Start of The data
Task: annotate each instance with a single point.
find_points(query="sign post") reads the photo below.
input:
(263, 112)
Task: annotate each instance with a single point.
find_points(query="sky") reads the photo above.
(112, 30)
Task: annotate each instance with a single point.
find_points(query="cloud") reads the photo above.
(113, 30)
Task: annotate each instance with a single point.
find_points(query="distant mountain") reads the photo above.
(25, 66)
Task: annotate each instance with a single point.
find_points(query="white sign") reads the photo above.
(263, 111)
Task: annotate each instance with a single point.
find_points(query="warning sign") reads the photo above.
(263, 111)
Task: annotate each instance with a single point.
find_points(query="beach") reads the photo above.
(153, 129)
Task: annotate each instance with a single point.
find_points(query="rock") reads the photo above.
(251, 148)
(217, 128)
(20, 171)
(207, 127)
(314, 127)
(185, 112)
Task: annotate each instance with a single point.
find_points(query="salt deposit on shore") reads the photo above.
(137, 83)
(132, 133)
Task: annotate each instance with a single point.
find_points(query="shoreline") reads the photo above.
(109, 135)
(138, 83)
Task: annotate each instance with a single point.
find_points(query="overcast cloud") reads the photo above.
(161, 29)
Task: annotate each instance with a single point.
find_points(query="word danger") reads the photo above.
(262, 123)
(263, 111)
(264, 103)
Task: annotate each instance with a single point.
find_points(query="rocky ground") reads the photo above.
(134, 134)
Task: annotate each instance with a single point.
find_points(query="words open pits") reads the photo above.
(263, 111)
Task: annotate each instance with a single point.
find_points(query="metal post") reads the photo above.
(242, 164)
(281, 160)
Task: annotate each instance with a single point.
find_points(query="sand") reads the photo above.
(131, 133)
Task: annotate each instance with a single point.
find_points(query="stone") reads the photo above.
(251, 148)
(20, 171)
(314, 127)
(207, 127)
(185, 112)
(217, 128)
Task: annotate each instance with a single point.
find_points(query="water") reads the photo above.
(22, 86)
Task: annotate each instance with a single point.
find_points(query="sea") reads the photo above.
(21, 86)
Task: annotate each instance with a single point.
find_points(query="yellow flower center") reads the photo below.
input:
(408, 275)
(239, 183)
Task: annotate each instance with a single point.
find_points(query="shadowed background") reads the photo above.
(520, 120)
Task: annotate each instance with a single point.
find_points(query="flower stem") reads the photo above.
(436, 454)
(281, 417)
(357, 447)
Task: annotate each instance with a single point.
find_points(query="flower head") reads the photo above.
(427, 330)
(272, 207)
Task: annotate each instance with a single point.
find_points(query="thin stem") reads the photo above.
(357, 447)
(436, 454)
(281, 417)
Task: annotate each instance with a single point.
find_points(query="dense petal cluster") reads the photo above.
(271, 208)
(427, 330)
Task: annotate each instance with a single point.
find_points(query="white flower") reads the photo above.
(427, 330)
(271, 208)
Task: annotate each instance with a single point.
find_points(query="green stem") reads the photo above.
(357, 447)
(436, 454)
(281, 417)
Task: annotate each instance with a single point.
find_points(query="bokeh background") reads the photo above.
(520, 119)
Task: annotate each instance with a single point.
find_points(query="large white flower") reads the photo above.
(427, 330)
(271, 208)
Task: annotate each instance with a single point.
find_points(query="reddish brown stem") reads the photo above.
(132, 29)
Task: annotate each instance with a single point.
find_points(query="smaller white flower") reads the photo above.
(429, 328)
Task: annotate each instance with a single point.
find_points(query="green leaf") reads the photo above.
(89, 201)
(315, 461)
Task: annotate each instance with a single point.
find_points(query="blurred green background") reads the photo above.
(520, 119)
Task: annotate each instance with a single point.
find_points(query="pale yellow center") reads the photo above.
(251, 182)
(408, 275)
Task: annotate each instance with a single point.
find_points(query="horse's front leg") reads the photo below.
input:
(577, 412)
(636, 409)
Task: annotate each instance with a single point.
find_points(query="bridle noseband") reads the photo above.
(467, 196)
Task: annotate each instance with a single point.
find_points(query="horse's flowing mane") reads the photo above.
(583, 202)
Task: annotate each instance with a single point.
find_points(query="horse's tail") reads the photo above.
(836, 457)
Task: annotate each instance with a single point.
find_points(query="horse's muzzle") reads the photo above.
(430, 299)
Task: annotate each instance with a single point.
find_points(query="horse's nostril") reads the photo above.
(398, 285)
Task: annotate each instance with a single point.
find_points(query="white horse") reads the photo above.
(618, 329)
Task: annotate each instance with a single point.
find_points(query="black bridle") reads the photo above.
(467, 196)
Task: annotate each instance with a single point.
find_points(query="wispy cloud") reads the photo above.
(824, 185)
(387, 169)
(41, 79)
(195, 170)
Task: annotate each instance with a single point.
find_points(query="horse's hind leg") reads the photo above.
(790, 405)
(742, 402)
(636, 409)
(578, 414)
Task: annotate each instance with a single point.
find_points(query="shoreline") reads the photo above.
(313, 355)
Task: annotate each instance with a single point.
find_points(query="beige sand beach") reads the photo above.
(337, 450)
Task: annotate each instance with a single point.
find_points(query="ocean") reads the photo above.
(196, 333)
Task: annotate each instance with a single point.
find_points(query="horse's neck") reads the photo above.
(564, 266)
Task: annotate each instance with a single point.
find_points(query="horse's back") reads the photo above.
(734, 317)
End of The data
Search the records for the word "below". Copy every line that has it.

find_points(query="sign post") reads the photo below.
find_points(query="yellow flower center") reads the photo below.
find_points(query="horse's front leg") reads the photo below.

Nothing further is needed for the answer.